| DIRECTION |
Output all of the material below verbatim, line by line, changing nothing.

● ● ● ●

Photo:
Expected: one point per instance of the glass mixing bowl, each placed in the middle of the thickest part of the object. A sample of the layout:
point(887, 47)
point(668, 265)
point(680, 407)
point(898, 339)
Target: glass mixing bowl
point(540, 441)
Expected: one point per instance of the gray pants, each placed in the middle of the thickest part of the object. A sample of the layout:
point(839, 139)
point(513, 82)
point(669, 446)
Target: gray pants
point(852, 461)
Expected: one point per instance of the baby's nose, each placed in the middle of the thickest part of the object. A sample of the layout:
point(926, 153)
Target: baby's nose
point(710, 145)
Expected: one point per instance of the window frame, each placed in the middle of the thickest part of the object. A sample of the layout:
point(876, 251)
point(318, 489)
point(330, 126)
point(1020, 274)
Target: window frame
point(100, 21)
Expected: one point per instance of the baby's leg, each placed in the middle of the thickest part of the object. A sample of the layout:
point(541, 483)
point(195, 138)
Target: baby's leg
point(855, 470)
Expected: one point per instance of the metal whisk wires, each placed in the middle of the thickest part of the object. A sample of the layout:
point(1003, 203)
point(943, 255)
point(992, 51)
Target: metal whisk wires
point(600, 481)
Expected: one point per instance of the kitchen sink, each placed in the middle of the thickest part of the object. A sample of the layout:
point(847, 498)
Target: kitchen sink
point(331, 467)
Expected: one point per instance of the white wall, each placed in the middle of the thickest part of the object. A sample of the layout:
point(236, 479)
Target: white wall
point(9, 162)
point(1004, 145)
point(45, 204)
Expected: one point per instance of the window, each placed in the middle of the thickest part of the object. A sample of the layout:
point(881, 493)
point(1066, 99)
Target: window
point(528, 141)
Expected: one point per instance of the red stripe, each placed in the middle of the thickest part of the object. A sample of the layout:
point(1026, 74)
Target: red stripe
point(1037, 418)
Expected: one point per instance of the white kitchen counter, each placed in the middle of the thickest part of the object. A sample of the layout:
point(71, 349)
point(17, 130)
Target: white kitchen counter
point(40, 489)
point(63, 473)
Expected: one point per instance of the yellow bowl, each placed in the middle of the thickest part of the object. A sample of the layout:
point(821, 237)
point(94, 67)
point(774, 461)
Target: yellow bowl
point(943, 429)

● ● ● ●

| OUTPUT |
Photo:
Expected: one point per instance of the glass mixing bowl, each placed in the middle of the thickest part of the object. A sample of the layout:
point(887, 47)
point(668, 265)
point(680, 407)
point(898, 339)
Target: glass mixing bowl
point(540, 441)
Expected: one point per instance of the gray pants, each placed in the middle of the thickest part of the object. A sample of the layout:
point(839, 139)
point(513, 82)
point(669, 446)
Target: gray pants
point(852, 461)
Expected: one point per instance of the baby's nose, each placed in the middle of the thickest part of the object. A sample of the layout:
point(926, 153)
Target: baby's nose
point(710, 145)
Expected: one point per instance of the window frame, each placed in the middle of the thickest part of the object. A sample of the layout:
point(876, 251)
point(318, 489)
point(330, 126)
point(1020, 274)
Target: window frame
point(100, 21)
Expected: one point per instance of the baby's leg, each placed in the middle of the thickest part of the object. A sample of the layout:
point(541, 483)
point(195, 138)
Target: baby's leg
point(855, 470)
Expected: one point per instance of the metal whisk wires, each placed in the middle of the thickest part of the object. A sample of the layout:
point(1003, 203)
point(943, 255)
point(992, 51)
Target: metal whisk wires
point(600, 481)
Expected: one point per instance of the kitchen sink, each placed in the middle of the thickest part of the object. A sample of the layout:
point(847, 498)
Target: kitchen sink
point(331, 467)
Expected: one point per instance of the white wall, each placed in the middle of the thickest part of the object. A sample of the layout:
point(236, 479)
Target: white wall
point(9, 162)
point(1004, 145)
point(45, 204)
Expected: one point per instance of the window, each placed in the middle of the thickest part of the object. A sample of the layout:
point(881, 493)
point(1066, 99)
Target: window
point(528, 141)
Expected: one point per instance of the red stripe, each placed in the middle of the thickest part of the object. A sample of the layout:
point(1026, 74)
Target: red stripe
point(1037, 418)
Expected: one point per instance of the white kitchen counter, each placed in the middle of the thickest part of the object. A sample of the layout:
point(71, 349)
point(17, 130)
Target: white kitchen counter
point(40, 489)
point(63, 473)
Expected: one point per instance of the yellow bowl, each placed in the middle of the thickest part of the object. A sample of the layout:
point(821, 237)
point(94, 67)
point(774, 461)
Target: yellow bowl
point(943, 429)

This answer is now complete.